INSTRUCTIONS FOR THE TASK » Copy out every one of the items below word for word, keeping each line in its original order.

** BEGIN WORKING DATA **

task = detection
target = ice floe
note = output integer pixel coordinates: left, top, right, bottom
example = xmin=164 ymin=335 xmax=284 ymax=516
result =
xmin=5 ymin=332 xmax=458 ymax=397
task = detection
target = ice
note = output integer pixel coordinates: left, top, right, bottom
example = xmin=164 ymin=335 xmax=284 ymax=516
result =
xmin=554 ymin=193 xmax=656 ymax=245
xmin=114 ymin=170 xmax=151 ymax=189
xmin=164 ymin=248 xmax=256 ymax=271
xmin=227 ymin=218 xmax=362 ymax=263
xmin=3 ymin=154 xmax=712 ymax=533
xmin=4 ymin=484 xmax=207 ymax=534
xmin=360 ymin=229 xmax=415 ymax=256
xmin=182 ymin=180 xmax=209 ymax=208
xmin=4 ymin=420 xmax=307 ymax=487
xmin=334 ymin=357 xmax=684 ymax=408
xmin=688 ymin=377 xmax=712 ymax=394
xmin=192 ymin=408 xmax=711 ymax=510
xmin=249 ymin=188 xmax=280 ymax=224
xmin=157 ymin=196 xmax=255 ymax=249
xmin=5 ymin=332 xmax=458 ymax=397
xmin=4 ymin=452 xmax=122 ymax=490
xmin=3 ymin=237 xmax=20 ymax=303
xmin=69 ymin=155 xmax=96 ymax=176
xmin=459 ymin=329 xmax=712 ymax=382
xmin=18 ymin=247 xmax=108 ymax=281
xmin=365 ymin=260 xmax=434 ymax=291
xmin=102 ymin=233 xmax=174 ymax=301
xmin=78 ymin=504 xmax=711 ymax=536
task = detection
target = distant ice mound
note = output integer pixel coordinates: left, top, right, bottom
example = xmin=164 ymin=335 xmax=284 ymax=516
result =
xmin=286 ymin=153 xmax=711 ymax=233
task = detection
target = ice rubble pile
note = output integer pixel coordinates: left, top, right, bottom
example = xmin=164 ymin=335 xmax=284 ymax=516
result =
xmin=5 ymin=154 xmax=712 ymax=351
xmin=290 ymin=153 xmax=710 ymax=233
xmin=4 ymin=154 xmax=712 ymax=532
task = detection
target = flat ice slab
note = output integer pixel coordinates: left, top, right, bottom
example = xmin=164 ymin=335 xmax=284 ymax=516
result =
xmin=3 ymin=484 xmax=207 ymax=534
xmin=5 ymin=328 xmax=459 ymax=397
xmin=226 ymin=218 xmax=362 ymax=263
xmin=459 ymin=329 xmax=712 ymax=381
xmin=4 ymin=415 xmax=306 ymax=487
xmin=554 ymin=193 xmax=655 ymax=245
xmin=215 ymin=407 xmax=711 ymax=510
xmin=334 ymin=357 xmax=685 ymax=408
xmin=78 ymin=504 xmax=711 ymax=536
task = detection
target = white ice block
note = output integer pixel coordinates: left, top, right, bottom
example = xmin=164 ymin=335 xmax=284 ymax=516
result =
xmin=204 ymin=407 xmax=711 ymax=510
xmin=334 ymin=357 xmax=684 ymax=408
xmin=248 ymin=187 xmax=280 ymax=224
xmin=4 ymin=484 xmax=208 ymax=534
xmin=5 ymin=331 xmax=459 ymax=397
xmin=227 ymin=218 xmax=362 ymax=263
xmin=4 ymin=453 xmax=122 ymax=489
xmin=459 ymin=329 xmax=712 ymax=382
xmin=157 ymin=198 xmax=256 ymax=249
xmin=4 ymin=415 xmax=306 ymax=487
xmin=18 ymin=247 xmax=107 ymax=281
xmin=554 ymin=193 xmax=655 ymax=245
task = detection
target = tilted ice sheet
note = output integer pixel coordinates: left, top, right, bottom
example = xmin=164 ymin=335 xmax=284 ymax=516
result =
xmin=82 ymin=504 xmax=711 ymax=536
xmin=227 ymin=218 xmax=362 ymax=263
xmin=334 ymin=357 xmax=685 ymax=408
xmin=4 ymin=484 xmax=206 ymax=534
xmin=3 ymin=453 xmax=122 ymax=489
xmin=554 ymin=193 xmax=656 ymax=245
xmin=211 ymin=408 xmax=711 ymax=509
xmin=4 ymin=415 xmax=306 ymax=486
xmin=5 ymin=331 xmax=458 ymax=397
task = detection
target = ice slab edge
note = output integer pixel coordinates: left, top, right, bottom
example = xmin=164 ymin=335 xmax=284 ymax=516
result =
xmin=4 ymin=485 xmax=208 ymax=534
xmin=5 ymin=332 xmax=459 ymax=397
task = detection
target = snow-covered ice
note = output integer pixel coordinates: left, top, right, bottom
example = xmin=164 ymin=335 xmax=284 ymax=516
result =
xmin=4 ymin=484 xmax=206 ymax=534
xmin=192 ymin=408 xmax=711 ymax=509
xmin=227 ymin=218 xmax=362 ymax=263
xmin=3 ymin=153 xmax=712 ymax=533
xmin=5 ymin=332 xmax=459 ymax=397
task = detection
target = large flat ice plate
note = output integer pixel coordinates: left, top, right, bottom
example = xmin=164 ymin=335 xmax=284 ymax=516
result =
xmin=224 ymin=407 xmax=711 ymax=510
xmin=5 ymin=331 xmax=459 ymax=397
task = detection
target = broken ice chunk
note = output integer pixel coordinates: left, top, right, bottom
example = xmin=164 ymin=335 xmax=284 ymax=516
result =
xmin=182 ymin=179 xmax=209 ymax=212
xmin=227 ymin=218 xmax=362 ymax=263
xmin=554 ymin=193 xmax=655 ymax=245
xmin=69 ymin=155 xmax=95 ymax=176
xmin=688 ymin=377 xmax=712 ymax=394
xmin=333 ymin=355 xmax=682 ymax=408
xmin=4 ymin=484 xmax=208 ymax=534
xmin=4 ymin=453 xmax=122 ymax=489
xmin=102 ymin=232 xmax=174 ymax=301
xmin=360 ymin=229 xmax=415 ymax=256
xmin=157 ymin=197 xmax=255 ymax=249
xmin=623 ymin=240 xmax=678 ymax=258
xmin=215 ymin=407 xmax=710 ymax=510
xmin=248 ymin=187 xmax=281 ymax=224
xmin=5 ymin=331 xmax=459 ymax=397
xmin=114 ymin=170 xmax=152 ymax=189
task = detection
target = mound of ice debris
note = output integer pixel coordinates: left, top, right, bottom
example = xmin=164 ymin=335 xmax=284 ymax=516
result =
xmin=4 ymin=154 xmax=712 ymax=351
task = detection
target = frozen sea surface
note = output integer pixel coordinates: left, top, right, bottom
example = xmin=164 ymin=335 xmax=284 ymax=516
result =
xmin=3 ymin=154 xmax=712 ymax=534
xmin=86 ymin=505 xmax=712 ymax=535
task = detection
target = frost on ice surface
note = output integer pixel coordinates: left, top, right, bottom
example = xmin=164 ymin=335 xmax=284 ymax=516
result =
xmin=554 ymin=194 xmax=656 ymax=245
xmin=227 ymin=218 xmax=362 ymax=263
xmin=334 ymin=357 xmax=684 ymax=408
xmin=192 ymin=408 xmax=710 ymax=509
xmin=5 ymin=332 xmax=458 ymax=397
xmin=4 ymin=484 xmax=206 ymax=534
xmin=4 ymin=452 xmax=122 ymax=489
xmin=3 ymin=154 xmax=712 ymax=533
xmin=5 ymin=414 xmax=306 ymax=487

** END WORKING DATA **

WORKED SOLUTION »
task = detection
target = ice floe
note = output integer pixel coordinates: left, top, right, bottom
example = xmin=164 ymin=335 xmax=284 ymax=516
result =
xmin=5 ymin=332 xmax=458 ymax=397
task = detection
target = ice
note = output integer pixel coordinates: left, top, right, bottom
example = xmin=164 ymin=335 xmax=284 ymax=516
result =
xmin=554 ymin=193 xmax=656 ymax=245
xmin=114 ymin=170 xmax=151 ymax=189
xmin=164 ymin=248 xmax=256 ymax=271
xmin=227 ymin=218 xmax=362 ymax=263
xmin=3 ymin=154 xmax=712 ymax=533
xmin=4 ymin=484 xmax=207 ymax=534
xmin=360 ymin=229 xmax=415 ymax=256
xmin=182 ymin=180 xmax=209 ymax=208
xmin=4 ymin=420 xmax=307 ymax=487
xmin=334 ymin=357 xmax=684 ymax=408
xmin=688 ymin=377 xmax=712 ymax=394
xmin=192 ymin=408 xmax=711 ymax=510
xmin=249 ymin=188 xmax=280 ymax=224
xmin=157 ymin=196 xmax=255 ymax=249
xmin=5 ymin=332 xmax=458 ymax=397
xmin=4 ymin=452 xmax=122 ymax=490
xmin=3 ymin=237 xmax=20 ymax=303
xmin=69 ymin=155 xmax=96 ymax=176
xmin=459 ymin=329 xmax=712 ymax=382
xmin=18 ymin=247 xmax=108 ymax=281
xmin=365 ymin=260 xmax=434 ymax=291
xmin=102 ymin=233 xmax=174 ymax=301
xmin=78 ymin=504 xmax=711 ymax=536
task = detection
target = distant ice mound
note = output integer pixel coordinates: left, top, right, bottom
example = xmin=164 ymin=335 xmax=284 ymax=516
result =
xmin=286 ymin=153 xmax=711 ymax=233
task = detection
target = ice rubble pile
note = output integer pixel coordinates: left, top, right, bottom
example = xmin=164 ymin=335 xmax=284 ymax=516
result =
xmin=5 ymin=154 xmax=712 ymax=351
xmin=290 ymin=153 xmax=710 ymax=233
xmin=4 ymin=154 xmax=712 ymax=532
task = detection
target = flat ice slab
note = output integer pixel coordinates: left, top, right, bottom
example = xmin=164 ymin=335 xmax=284 ymax=516
result =
xmin=3 ymin=484 xmax=207 ymax=534
xmin=5 ymin=328 xmax=459 ymax=397
xmin=226 ymin=218 xmax=362 ymax=263
xmin=459 ymin=329 xmax=712 ymax=381
xmin=4 ymin=415 xmax=306 ymax=487
xmin=554 ymin=193 xmax=655 ymax=245
xmin=215 ymin=407 xmax=711 ymax=510
xmin=334 ymin=357 xmax=685 ymax=408
xmin=78 ymin=504 xmax=711 ymax=536
task = detection
target = white ice block
note = output integer pixel coordinates: left, top, right, bottom
example = xmin=164 ymin=335 xmax=284 ymax=516
result =
xmin=204 ymin=407 xmax=711 ymax=510
xmin=334 ymin=357 xmax=684 ymax=408
xmin=248 ymin=187 xmax=280 ymax=224
xmin=4 ymin=484 xmax=208 ymax=534
xmin=5 ymin=331 xmax=459 ymax=397
xmin=227 ymin=218 xmax=362 ymax=263
xmin=4 ymin=453 xmax=122 ymax=489
xmin=459 ymin=329 xmax=712 ymax=382
xmin=157 ymin=198 xmax=256 ymax=249
xmin=4 ymin=415 xmax=306 ymax=487
xmin=18 ymin=247 xmax=107 ymax=281
xmin=554 ymin=193 xmax=655 ymax=245
task = detection
target = tilted ice sheet
note = output integer pixel coordinates: left, top, right, bottom
example = xmin=164 ymin=335 xmax=284 ymax=516
result =
xmin=82 ymin=504 xmax=711 ymax=536
xmin=227 ymin=218 xmax=362 ymax=263
xmin=334 ymin=357 xmax=685 ymax=408
xmin=4 ymin=484 xmax=206 ymax=534
xmin=3 ymin=453 xmax=122 ymax=489
xmin=554 ymin=193 xmax=656 ymax=245
xmin=211 ymin=408 xmax=711 ymax=509
xmin=4 ymin=415 xmax=306 ymax=486
xmin=5 ymin=331 xmax=458 ymax=397
task = detection
target = ice slab edge
note = output integer pixel coordinates: left, top, right, bottom
example = xmin=164 ymin=335 xmax=284 ymax=516
result =
xmin=4 ymin=485 xmax=208 ymax=534
xmin=5 ymin=332 xmax=459 ymax=397
task = detection
target = snow-covered ice
note = output integer pixel coordinates: left, top, right, bottom
example = xmin=164 ymin=335 xmax=284 ymax=516
result =
xmin=4 ymin=484 xmax=206 ymax=534
xmin=192 ymin=408 xmax=711 ymax=509
xmin=227 ymin=218 xmax=362 ymax=263
xmin=3 ymin=153 xmax=712 ymax=533
xmin=5 ymin=332 xmax=459 ymax=397
task = detection
target = large flat ice plate
note = output integer pixel coordinates: left, top, right, bottom
example = xmin=164 ymin=335 xmax=284 ymax=516
result =
xmin=224 ymin=407 xmax=711 ymax=510
xmin=5 ymin=331 xmax=459 ymax=397
task = detection
target = broken ice chunk
note = output integer pixel coordinates: left, top, right, bottom
example = xmin=164 ymin=335 xmax=284 ymax=516
result =
xmin=182 ymin=179 xmax=209 ymax=212
xmin=227 ymin=218 xmax=362 ymax=263
xmin=554 ymin=193 xmax=655 ymax=245
xmin=69 ymin=155 xmax=95 ymax=176
xmin=688 ymin=377 xmax=712 ymax=394
xmin=333 ymin=355 xmax=682 ymax=408
xmin=4 ymin=484 xmax=208 ymax=534
xmin=4 ymin=453 xmax=122 ymax=489
xmin=102 ymin=232 xmax=174 ymax=301
xmin=360 ymin=229 xmax=415 ymax=256
xmin=157 ymin=197 xmax=255 ymax=249
xmin=623 ymin=240 xmax=678 ymax=258
xmin=215 ymin=407 xmax=710 ymax=510
xmin=248 ymin=187 xmax=281 ymax=224
xmin=5 ymin=331 xmax=459 ymax=397
xmin=114 ymin=170 xmax=152 ymax=189
task = detection
target = mound of ice debris
note = output integer pixel coordinates: left, top, right, bottom
example = xmin=164 ymin=335 xmax=284 ymax=516
result =
xmin=4 ymin=154 xmax=712 ymax=351
task = detection
target = frozen sea surface
note = output integer pixel coordinates: left, top, right, bottom
example = xmin=164 ymin=335 xmax=284 ymax=516
result =
xmin=3 ymin=154 xmax=712 ymax=534
xmin=86 ymin=505 xmax=712 ymax=535
task = detection
target = frost on ice surface
note = output integer pixel coordinates: left, top, right, bottom
example = xmin=164 ymin=335 xmax=284 ymax=516
result =
xmin=554 ymin=194 xmax=656 ymax=245
xmin=227 ymin=218 xmax=362 ymax=263
xmin=334 ymin=357 xmax=684 ymax=408
xmin=192 ymin=408 xmax=710 ymax=509
xmin=5 ymin=332 xmax=458 ymax=397
xmin=4 ymin=484 xmax=206 ymax=534
xmin=4 ymin=452 xmax=122 ymax=489
xmin=3 ymin=154 xmax=712 ymax=533
xmin=5 ymin=414 xmax=306 ymax=487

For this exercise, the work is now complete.